Task description =>
Starting with the line with "Our annotator flagged the meadow" and going on through the line with "31;34;33;39", rewrite those lines with "stone tower" swapped for "watchtower" and everything else left unchanged.

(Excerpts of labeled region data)
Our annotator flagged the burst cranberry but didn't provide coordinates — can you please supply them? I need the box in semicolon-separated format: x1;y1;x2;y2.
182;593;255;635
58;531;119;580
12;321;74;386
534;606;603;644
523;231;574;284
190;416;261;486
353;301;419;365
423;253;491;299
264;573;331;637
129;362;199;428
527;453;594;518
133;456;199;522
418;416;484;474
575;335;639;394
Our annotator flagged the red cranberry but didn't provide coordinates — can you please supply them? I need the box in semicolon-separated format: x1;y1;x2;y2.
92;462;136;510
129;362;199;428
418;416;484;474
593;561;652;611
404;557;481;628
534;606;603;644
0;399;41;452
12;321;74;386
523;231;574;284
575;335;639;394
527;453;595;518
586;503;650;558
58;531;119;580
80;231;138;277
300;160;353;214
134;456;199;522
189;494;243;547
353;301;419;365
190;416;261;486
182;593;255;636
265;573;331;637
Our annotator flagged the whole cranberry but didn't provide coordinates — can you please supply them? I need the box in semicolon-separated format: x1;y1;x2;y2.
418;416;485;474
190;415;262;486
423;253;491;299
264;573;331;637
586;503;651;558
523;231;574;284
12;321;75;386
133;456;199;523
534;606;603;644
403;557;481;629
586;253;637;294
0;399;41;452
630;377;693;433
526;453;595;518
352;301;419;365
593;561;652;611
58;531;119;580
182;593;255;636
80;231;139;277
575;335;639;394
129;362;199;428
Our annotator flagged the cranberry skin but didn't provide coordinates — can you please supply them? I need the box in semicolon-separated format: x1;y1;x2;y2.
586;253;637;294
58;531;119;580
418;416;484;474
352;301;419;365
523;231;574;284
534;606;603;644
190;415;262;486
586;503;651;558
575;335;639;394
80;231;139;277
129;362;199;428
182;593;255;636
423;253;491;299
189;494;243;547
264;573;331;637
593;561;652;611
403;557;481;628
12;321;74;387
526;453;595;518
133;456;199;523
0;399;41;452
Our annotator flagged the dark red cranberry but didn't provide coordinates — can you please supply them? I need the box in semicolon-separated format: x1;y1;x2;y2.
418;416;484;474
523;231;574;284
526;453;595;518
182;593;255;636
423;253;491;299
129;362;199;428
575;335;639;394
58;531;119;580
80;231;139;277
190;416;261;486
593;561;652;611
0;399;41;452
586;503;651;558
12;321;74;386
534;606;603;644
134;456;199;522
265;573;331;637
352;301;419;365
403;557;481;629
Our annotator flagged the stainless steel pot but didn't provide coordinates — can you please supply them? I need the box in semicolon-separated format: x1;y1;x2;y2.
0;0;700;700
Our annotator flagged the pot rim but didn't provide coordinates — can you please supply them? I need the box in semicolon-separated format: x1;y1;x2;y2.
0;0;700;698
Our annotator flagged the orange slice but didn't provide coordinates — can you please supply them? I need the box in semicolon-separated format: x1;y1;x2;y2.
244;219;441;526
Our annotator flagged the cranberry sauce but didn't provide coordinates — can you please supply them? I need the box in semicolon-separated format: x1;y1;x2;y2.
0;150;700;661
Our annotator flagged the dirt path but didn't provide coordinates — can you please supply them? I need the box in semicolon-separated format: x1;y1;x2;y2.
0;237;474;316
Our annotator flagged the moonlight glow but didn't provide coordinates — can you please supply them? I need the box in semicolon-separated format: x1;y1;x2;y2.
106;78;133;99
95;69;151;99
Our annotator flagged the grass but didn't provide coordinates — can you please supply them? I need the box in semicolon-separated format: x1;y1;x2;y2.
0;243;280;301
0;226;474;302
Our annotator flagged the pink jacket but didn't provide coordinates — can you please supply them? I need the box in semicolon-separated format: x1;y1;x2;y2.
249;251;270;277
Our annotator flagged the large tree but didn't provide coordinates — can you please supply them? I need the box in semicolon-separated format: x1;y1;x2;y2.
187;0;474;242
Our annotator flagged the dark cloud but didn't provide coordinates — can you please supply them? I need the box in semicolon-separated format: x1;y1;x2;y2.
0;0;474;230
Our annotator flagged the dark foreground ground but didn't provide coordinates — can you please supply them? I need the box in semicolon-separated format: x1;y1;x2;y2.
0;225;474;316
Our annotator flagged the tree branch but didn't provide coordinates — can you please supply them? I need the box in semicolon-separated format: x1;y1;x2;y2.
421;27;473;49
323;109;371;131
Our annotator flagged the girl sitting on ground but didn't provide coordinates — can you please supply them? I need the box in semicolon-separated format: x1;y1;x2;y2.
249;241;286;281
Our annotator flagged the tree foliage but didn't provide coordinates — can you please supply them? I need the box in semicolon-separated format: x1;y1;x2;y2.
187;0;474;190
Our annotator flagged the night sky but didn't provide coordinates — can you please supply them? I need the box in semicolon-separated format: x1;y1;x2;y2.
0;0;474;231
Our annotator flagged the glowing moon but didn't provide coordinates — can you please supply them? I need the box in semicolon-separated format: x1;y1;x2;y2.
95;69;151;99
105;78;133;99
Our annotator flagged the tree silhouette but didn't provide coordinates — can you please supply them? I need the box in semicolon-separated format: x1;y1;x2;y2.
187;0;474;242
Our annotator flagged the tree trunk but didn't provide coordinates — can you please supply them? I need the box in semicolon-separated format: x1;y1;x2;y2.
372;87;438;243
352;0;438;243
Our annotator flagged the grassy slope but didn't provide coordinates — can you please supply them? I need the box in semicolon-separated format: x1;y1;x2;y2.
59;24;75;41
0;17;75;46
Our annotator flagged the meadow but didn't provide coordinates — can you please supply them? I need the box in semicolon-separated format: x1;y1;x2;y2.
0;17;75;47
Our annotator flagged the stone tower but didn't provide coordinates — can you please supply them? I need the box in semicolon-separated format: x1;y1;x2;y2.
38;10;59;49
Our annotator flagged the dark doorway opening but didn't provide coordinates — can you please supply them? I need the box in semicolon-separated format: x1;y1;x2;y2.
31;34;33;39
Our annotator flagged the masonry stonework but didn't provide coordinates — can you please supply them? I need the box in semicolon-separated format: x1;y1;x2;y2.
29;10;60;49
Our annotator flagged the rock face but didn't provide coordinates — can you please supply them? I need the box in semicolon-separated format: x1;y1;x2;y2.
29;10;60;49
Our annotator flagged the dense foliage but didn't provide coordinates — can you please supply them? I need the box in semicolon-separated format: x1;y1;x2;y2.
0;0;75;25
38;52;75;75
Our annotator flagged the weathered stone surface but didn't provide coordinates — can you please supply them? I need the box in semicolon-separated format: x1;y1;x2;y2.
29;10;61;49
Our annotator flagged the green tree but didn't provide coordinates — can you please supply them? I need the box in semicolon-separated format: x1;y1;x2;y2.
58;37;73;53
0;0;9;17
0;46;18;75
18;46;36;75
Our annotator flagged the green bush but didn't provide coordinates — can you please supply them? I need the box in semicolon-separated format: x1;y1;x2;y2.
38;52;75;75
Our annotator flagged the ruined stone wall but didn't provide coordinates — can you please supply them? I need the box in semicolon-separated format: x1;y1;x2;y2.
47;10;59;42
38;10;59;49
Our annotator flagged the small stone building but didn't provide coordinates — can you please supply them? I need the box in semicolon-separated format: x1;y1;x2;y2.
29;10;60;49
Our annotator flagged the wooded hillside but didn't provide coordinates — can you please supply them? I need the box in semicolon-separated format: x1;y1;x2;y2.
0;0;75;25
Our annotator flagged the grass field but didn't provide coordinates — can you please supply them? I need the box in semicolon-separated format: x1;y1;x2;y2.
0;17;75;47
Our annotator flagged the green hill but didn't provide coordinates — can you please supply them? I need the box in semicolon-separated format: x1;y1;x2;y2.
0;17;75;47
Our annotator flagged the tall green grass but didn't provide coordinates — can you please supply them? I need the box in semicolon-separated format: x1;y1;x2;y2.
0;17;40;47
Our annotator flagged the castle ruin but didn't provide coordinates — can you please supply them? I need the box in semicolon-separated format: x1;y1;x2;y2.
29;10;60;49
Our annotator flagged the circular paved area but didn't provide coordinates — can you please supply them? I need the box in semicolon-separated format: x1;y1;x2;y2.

Expected answer =>
Our annotator flagged the meadow but didn't provide coordinates — can you please supply them? I need the box in semicolon-separated format: x1;y1;x2;y2.
0;17;75;47
Our annotator flagged the watchtower but didn't provide coordinates — can you please supply them? I need the box in semicolon-separated format: x1;y1;x2;y2.
38;10;59;49
Our annotator flagged the dark doorway opening but didn't provide coordinates — can you please supply them? I need the box in semicolon-separated format: x1;y1;x2;y2.
31;34;33;39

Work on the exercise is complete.